#### [INPUT RECORDS]
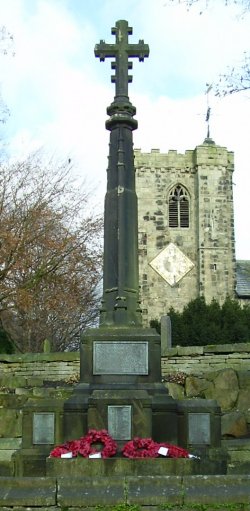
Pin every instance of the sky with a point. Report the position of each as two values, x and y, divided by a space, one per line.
57 92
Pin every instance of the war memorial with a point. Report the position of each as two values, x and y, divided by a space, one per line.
121 390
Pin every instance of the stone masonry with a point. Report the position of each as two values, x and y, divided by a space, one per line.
199 236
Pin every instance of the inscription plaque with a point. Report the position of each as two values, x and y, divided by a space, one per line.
199 428
119 422
43 428
120 357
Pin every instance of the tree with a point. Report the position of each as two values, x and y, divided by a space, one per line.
237 78
50 253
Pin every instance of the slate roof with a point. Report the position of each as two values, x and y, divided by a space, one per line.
243 279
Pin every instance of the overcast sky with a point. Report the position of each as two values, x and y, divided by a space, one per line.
57 92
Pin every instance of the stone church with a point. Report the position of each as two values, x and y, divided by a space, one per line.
186 229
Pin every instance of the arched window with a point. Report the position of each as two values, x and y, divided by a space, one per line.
178 213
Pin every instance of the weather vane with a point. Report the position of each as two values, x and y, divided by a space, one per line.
209 87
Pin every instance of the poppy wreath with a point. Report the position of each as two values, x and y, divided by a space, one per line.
93 436
141 448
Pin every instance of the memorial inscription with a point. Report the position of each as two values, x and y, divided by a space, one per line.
120 357
119 422
43 428
199 428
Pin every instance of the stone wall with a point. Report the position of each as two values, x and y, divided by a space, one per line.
38 367
219 372
176 493
213 372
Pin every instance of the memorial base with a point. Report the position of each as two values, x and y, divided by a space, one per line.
214 463
121 388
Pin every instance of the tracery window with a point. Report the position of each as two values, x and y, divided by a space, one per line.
178 214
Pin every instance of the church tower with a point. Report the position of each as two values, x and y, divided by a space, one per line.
186 227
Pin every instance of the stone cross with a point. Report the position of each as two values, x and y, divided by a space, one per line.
121 51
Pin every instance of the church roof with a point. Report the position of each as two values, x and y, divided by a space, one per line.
243 279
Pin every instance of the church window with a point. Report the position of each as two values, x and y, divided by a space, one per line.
178 207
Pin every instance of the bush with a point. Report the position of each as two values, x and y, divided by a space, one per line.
200 324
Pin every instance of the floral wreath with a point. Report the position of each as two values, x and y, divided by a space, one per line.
93 436
136 448
141 448
83 445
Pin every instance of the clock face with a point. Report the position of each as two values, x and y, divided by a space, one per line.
171 264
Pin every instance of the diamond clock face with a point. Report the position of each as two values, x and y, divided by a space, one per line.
171 264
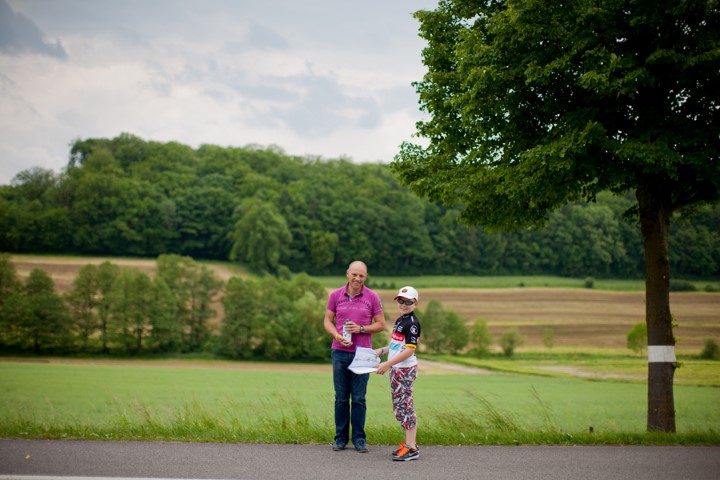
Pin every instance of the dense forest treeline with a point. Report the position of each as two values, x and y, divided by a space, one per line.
129 197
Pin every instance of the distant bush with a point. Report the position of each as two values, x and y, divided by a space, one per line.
510 340
480 338
549 337
711 350
637 337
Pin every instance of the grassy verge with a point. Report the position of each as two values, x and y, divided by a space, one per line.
229 404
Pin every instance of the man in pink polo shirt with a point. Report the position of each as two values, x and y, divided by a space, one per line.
360 309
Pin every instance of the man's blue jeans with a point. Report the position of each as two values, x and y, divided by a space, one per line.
348 385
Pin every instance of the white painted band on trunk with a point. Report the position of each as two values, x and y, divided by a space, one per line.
661 354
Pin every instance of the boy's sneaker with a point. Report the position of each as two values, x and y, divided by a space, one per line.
405 454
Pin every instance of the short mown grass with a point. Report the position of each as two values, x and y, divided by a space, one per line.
230 404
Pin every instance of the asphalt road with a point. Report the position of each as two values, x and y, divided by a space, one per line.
45 459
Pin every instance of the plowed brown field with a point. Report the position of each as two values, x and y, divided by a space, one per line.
580 318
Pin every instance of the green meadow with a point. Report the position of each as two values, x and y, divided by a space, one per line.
217 401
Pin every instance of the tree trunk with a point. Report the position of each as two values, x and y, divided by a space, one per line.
655 210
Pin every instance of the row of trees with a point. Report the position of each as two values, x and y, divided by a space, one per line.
127 196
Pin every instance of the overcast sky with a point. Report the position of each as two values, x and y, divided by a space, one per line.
326 78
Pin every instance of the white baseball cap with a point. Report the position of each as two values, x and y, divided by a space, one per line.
407 292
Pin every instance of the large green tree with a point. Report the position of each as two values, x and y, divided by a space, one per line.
535 104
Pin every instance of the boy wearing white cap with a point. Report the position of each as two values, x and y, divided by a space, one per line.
402 363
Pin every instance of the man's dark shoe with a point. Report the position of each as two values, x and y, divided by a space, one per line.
360 446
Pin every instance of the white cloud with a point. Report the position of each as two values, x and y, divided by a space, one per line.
320 77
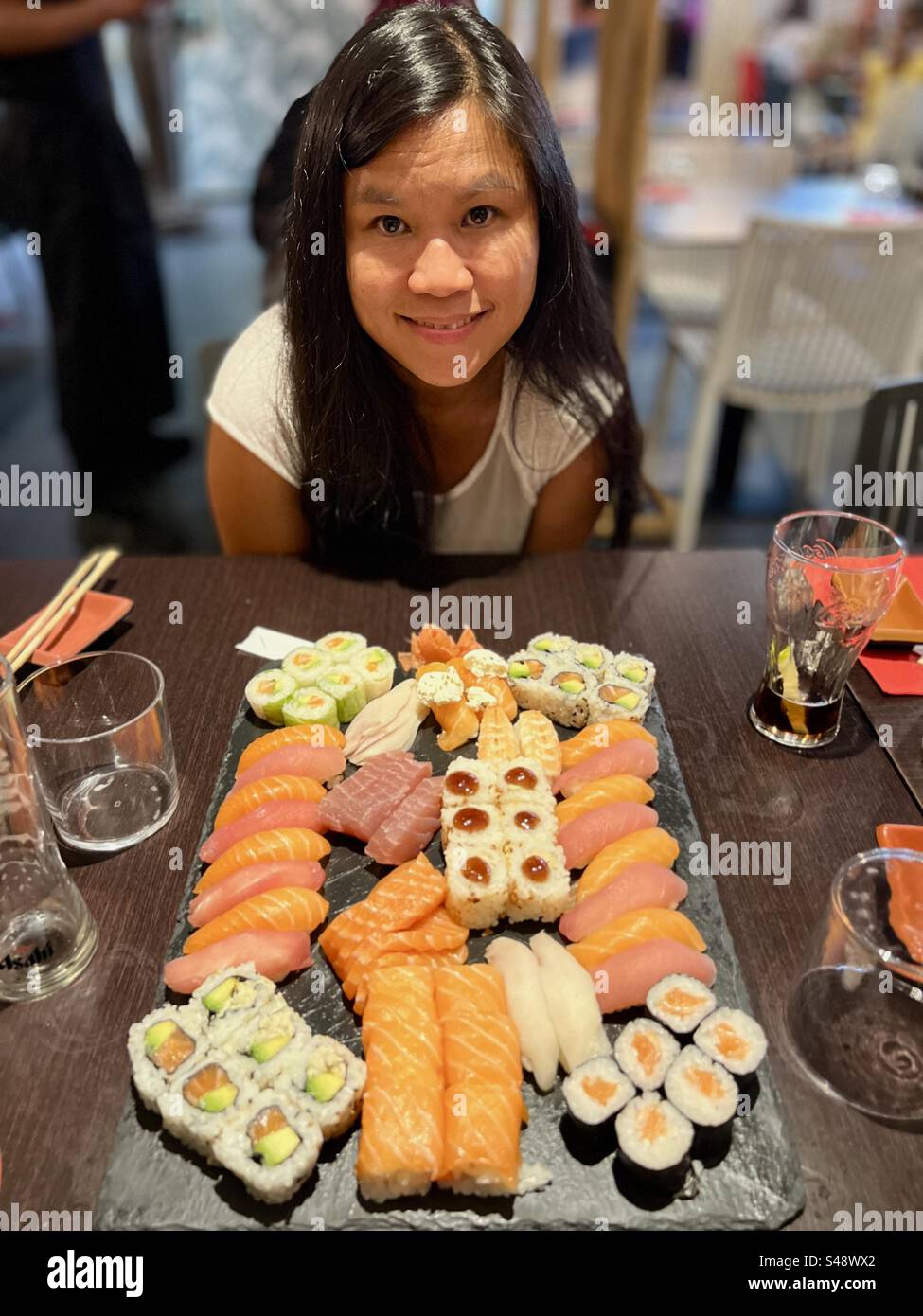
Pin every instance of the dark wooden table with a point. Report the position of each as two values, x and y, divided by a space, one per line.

#### [EXERCISE BRIEF]
Reproduce the lines above letter for letter. The pictures stay behind.

#### [RESPONSE AREA]
Pin every instance of the sky with a point. Report the position of each as two values, x and y, divided by a space, one per line.
57 92
Pin every instance of the war memorial with a point. Report the position of each as two values, x and y, divided by a space, one per line.
121 390
Pin every instance of the stone masonry with a point. Report the position of each as two values, x and y, divided by a space, one per line.
199 236
Pin every instance of the inscription plaque with a point. Report the position of each as two values, x and y, divided by a space, one per line.
199 428
119 422
43 428
120 357
Pin every instance of the tree with a point. Report the position of each as two values, x and y, divided by a space, one per line.
237 78
50 253
Pin every instance of the slate roof with a point. Report the position of each as two values, x and y, divided by a space, one per line.
243 279
Pin every instance of the overcast sky with a point. Report the position of each as two values, x and y, divided by a space, one per line.
57 92
Pin every instance of the stone church with a point. Report the position of each as two values, x and y, divided by a space, one per line.
186 229
Pin every instance of the arched window with a point. Report the position of each as two values, x and y, divided by a space, one per line.
178 213
Pin every instance of the weather vane with a point. Report the position of each as two values, x and y, divided by a space, one per line.
209 87
Pin every instance of the poppy wreath with a point. Report the position of each as two values, x and y, divided by a space, one per line.
93 436
141 448
Pin every instance of the memorial inscription with a point. Report the position of each as two values, x and y, divided by a space, one per line.
120 357
119 422
43 428
199 428
Pin every instance of the stone wall with a point. Report the position of each as two values, x and y, divided by a space, one per line.
38 367
219 372
176 493
213 372
Pin every instance of the memorial base with a point. Report the position of each as two values, x and y, divided by a space, one per line.
214 463
121 388
Pin every instance of the tracery window with a point. Report the position of each as two values, x and y, divided by a space, one per line.
178 214
Pin every instance of the church tower with a point. Report the position of each as two values, x and y, divided by a space, one per line.
186 227
Pin every instance of the stone cross with a point. Report the position of each as two values, x and y, divided by a space, one per line.
121 51
Pin every instance of the church roof with a point. Report the position of each as two values, x and y, divided by a space, one per line.
243 279
Pin every instance of the church window with a point. Report the position of each as two values, x and y, divided by a space, one per line.
178 207
Pin every instance of the bush with a point. Report the position of each as two values, x and y, divided by a space, one per line.
200 324
Pin every instance of the floral wreath with a point. Report the position of each as two values, x and y, divided by a space, one per line.
93 436
136 448
141 448
83 445
Pin every instance of the clock face with a point. Report the position of each as two values, x and y, divided by a space, one per line.
171 264
Pin every instance of the diamond clock face with a point. Report the position of each as two values, x and y, divided by a space, one per line.
171 264
Pin every instance of the dense forest treeline with a point. Report the position of each as two values, x and y, divided by a space, one per line.
129 197
Pin every instance of the distant bush with a point. Report the position of each as two values, x and y, divided by a space, one per line.
510 340
480 338
549 337
711 350
637 337
Pin every instance of the grassy verge with a point. Report the position of each as two values, x and y, divided by a space, one per line.
229 404
Pin every instance of the man in pink polo shirt with a point. Report the position of each as two values, x and y, divided by a space, one per line.
360 309
Pin every instance of the man's blue jeans with a point. Report the position of each as two values, x and y, divided by a space, one per line.
348 385
Pin every instance of the white painted band on trunk with a point. Report the position of each as two values, x and y, divided by a space, one per line.
661 354
Pin every instance of the boy's sneaker with a point. Report the position of each as two values, x and y, divided by a space, one per line.
405 454
Pin every instance of the short mown grass with a point. Report the position of each as two values, x and y, divided by a space, one per line.
230 404
Pin every instance of the asphalt road with a point. Report the position of each as two values, x and y, divided by a space, one per line.
45 459
Pin every instance of the plowed brown field with a point. Report the position of each as two values, x and y, divided by a space, one per line.
580 318
Pin every instance of the green meadow with a point. Report the position of each as two values, x and y, divided by a space, one per line.
217 401
Pin every instance of the tree trunk with a point. Report the position of each as two values, x and y, divided by a space, one per line.
655 210
Pin every instance of the row of trees with a point. Report the position of each as two values, x and y, divided by a space, one per line.
127 196
Pin every instance of the overcast sky with a point. Report the position of each as two values, x and y, divided by a space, one per line.
326 78
Pin every instance of the white baseball cap with a point. Report the position of each as two values, x and y, divided by a space, one per line.
407 292
Pin every instance of the large green tree with a point. Report the position of each as two values, x and y, divided by a space, one per line.
535 104
Pin every instance of the boy wearing white cap with a point. Report the position of each as two values, x and y, divided by a space, one per line.
402 363
Pin every instance of the man's dark shoe with a point. Report the position of each as two values, x and y, divided by a space, one per line.
360 446
Pin every instance of the white cloud with a point. Report the position of each as two values, x and y, divided by a space, one per line.
320 77
Pin every instance of the dark wooden table with a point. Report the position of each as two values, x and y, divided by a space, one per line.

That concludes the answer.